-------- Provided entries
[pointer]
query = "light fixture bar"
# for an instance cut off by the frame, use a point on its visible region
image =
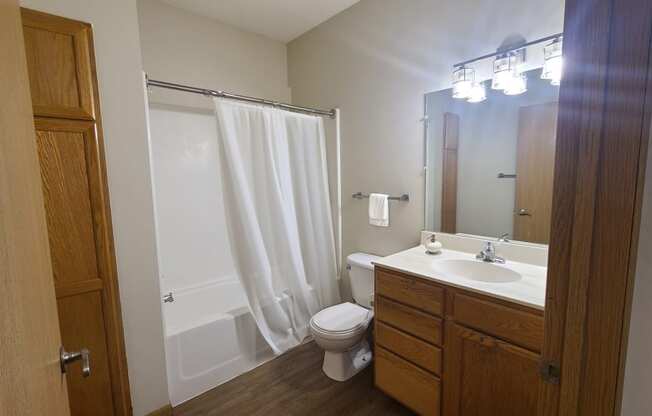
----------------
-------- Provided entries
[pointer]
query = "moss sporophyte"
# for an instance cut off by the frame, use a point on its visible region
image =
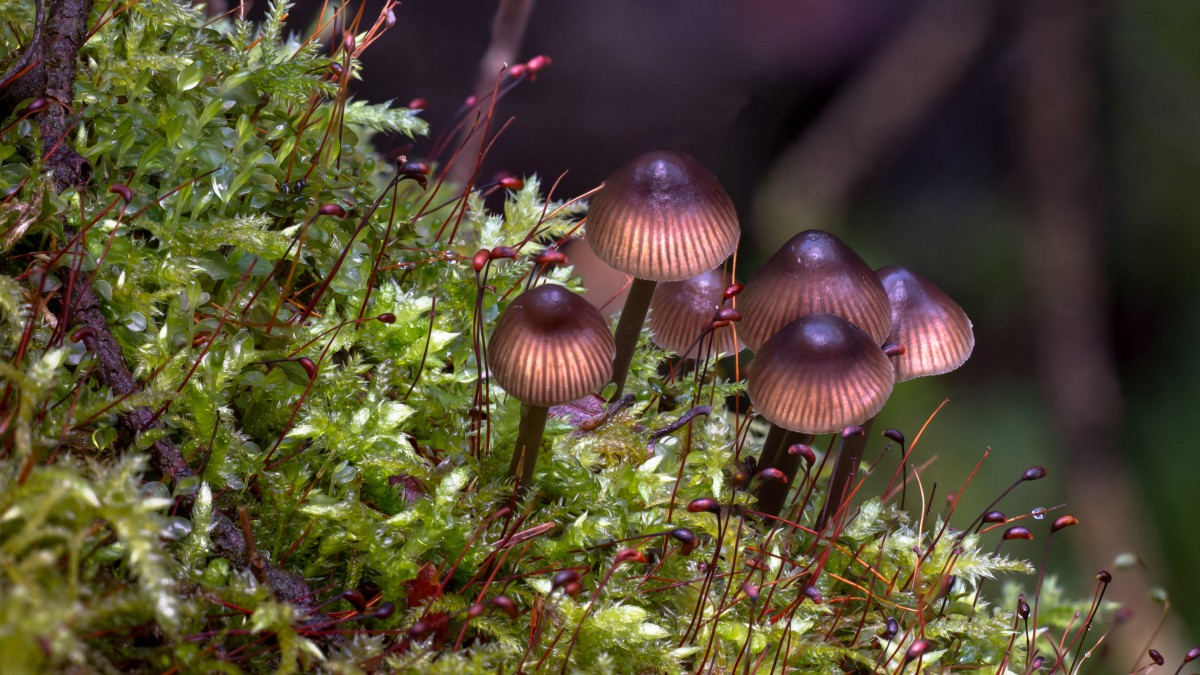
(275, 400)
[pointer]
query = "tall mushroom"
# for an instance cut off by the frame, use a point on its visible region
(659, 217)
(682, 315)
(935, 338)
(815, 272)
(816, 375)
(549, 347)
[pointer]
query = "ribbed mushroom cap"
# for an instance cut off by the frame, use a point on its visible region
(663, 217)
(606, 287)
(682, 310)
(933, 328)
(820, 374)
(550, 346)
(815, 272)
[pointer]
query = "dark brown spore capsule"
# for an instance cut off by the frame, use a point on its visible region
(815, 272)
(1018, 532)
----------------
Count how many lines of the records above contain the word "mushroom", with case counting. Give only the number.

2